== Work to be completed ==
Only lines with the string "blurred" are wanted. Pull them out of the data.
Input for this task section start
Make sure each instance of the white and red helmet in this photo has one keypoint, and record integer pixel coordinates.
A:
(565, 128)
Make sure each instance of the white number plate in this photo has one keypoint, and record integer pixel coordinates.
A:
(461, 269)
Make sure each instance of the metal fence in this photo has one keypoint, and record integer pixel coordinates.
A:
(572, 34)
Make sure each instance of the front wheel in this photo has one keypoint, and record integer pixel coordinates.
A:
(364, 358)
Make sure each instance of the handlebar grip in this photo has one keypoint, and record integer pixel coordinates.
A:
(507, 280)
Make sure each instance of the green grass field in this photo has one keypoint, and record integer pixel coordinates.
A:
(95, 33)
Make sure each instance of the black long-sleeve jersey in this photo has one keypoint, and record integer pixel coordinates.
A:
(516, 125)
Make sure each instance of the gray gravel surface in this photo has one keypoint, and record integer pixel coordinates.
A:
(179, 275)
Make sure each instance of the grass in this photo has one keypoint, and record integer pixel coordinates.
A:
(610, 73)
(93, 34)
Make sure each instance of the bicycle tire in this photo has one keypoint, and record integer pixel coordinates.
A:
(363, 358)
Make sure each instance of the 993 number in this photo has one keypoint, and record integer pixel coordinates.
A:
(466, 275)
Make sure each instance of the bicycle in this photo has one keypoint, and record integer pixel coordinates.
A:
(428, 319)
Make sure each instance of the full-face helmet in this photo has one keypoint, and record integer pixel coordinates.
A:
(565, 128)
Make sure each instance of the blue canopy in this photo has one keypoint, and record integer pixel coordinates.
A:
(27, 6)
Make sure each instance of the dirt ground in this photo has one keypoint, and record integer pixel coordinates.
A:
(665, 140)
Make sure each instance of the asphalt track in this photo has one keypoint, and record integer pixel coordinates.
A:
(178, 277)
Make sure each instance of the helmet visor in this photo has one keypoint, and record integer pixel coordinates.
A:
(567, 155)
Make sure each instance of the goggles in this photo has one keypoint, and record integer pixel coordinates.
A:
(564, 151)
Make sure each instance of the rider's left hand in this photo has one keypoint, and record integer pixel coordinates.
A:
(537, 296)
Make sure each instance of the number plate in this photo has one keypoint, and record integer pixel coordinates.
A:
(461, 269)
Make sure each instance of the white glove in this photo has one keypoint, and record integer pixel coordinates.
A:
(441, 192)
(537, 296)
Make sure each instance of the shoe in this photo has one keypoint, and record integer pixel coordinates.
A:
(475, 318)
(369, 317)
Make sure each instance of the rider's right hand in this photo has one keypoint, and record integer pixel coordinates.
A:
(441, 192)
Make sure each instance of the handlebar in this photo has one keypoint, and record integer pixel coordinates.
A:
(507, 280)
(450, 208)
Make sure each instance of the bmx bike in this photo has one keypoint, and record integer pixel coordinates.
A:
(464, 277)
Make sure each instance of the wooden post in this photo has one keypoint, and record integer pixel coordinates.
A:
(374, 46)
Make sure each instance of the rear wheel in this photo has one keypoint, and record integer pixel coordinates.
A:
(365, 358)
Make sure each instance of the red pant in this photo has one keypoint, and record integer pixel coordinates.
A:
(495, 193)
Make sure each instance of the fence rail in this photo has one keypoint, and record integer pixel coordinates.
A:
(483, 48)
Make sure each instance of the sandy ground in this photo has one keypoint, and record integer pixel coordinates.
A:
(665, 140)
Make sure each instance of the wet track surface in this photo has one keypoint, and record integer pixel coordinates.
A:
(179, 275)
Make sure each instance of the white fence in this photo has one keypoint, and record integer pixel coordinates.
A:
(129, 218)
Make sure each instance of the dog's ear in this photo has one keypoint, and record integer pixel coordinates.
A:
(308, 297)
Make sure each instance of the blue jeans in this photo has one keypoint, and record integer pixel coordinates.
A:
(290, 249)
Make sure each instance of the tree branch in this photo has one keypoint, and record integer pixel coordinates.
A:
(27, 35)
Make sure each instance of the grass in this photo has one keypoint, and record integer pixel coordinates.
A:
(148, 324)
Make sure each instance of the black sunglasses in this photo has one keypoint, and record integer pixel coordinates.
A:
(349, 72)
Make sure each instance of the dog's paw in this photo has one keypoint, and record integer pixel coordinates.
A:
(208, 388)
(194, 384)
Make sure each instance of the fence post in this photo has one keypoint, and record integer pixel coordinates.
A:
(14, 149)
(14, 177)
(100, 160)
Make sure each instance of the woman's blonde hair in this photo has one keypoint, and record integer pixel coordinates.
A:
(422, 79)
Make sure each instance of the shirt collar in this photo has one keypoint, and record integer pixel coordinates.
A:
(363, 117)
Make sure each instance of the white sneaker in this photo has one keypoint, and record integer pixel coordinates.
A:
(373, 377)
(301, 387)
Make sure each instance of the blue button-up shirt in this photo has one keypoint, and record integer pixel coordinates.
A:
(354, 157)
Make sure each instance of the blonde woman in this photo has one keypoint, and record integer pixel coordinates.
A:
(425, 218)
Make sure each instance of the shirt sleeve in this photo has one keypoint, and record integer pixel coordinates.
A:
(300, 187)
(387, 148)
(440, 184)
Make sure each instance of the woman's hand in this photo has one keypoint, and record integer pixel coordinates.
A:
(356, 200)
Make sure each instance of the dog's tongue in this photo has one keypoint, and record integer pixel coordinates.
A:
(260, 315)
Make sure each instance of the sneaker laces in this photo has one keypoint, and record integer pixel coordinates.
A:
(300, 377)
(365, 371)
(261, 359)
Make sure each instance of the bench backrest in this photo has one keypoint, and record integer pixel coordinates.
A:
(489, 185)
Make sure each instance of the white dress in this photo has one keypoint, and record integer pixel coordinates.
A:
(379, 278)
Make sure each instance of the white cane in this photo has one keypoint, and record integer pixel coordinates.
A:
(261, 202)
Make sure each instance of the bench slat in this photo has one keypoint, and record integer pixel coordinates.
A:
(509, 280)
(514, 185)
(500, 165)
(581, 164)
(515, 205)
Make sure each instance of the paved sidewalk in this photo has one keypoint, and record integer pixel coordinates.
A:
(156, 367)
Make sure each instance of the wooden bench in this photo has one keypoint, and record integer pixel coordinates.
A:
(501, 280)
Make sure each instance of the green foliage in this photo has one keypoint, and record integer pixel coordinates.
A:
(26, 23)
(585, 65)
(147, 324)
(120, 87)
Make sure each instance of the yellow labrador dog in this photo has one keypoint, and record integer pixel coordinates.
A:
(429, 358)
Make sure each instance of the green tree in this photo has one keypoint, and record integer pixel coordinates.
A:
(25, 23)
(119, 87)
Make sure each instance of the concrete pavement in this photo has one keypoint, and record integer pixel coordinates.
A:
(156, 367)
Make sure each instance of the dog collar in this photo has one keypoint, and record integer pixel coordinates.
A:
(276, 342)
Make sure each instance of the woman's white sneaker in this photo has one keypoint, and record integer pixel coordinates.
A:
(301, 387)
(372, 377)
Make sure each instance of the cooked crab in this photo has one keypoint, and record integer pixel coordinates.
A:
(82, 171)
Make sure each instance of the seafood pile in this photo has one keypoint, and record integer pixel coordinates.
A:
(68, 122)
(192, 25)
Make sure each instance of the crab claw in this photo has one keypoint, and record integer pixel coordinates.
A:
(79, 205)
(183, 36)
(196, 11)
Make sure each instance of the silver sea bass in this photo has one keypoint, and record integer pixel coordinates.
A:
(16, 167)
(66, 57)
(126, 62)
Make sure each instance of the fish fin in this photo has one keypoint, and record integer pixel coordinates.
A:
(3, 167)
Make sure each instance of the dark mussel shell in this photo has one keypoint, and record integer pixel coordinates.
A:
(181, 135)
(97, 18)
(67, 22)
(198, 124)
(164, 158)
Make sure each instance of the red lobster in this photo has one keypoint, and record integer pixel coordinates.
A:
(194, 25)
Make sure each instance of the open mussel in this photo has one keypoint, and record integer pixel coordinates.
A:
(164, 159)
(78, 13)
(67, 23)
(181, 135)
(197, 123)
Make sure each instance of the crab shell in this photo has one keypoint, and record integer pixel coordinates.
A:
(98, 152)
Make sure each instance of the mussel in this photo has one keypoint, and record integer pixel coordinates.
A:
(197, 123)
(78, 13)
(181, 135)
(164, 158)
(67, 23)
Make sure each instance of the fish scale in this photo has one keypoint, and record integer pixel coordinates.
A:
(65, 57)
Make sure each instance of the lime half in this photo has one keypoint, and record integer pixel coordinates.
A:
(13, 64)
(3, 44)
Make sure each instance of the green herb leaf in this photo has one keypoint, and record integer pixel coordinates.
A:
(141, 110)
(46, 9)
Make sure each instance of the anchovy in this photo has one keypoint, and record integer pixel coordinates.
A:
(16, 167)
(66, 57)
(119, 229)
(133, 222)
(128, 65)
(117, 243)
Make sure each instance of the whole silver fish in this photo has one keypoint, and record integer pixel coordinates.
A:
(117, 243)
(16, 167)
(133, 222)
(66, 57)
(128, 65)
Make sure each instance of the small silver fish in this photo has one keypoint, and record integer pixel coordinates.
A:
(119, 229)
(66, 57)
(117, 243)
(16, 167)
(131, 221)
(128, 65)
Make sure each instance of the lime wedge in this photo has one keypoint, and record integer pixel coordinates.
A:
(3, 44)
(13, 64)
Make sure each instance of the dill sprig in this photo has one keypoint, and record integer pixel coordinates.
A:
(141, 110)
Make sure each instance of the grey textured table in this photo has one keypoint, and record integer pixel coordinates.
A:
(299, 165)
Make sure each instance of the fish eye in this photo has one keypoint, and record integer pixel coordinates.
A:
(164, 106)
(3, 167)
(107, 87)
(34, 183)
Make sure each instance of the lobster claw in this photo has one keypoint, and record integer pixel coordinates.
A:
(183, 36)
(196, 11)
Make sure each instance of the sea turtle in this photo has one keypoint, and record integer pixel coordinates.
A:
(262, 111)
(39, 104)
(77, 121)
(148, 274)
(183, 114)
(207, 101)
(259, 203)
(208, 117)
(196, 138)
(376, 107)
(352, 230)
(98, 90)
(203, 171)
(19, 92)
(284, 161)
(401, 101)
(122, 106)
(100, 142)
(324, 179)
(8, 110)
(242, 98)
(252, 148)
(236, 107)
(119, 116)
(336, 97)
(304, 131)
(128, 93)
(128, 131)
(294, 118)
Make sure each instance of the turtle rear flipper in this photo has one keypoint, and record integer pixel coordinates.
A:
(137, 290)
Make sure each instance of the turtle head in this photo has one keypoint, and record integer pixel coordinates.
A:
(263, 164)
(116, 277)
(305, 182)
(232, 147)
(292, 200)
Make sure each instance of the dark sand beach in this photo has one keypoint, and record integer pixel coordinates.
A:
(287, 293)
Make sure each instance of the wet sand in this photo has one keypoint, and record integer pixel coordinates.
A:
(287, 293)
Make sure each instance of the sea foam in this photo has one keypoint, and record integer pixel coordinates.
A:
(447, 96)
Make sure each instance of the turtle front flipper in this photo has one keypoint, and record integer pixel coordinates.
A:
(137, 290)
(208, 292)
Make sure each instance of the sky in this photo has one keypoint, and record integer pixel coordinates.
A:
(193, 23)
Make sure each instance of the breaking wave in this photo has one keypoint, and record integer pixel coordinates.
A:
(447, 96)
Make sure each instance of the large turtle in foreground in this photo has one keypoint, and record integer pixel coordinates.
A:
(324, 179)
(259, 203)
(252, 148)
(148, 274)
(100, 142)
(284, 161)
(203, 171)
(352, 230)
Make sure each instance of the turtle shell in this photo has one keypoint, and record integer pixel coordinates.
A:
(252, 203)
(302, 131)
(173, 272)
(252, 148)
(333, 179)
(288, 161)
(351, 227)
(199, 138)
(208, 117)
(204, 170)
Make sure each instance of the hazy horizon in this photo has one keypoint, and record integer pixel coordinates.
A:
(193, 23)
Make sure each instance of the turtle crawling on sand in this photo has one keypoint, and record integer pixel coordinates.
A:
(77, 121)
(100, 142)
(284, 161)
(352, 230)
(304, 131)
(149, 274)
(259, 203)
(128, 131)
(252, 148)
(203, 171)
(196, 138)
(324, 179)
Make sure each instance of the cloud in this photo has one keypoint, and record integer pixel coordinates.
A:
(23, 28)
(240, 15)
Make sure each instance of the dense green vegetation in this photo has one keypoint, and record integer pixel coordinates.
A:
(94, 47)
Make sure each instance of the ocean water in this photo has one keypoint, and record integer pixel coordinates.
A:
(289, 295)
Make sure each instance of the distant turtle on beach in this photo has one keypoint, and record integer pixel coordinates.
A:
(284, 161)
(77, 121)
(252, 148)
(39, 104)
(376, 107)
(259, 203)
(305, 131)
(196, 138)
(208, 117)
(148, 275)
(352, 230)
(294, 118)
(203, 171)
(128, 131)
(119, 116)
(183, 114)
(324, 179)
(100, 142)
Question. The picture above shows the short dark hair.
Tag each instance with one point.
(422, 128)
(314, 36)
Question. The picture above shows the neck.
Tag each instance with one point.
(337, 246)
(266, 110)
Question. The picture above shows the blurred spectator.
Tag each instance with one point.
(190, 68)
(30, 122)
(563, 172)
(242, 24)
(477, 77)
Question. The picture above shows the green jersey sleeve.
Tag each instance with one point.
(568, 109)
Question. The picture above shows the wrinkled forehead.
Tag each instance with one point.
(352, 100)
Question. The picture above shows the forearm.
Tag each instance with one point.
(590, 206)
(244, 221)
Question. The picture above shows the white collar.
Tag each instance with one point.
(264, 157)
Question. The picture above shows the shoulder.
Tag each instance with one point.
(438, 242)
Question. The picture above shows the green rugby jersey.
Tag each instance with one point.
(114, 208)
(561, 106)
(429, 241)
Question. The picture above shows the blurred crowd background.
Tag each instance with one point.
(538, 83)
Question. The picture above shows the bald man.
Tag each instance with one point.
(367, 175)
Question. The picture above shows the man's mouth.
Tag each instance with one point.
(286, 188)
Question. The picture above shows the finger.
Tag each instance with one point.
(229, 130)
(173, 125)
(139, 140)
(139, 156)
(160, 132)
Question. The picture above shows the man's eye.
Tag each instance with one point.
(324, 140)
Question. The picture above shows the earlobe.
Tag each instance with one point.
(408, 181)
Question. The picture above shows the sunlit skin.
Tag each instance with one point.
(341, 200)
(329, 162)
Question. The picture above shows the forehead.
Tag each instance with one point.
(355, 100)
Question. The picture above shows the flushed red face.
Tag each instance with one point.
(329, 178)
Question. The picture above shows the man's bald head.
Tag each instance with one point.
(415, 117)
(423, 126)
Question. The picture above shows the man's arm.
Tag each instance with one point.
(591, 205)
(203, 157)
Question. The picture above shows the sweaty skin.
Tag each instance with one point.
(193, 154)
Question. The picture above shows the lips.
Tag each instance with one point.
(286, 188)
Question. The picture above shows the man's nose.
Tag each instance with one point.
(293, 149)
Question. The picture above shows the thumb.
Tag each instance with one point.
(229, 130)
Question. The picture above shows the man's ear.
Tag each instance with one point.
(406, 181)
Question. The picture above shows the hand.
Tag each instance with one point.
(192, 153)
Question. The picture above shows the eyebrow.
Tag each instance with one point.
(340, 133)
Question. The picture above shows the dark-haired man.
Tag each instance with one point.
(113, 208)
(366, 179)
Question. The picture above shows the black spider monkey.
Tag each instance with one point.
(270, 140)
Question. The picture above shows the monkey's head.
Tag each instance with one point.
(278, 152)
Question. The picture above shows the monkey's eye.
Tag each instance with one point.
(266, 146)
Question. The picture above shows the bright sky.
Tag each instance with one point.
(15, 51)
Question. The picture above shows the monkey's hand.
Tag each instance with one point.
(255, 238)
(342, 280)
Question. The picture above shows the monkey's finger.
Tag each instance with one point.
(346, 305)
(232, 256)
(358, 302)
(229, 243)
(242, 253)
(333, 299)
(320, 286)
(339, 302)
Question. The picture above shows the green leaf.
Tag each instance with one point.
Input for this task section end
== Solved problem ==
Question. The picture above shows the blurred spectator.
Question. The picture above shows the blurred crowd background.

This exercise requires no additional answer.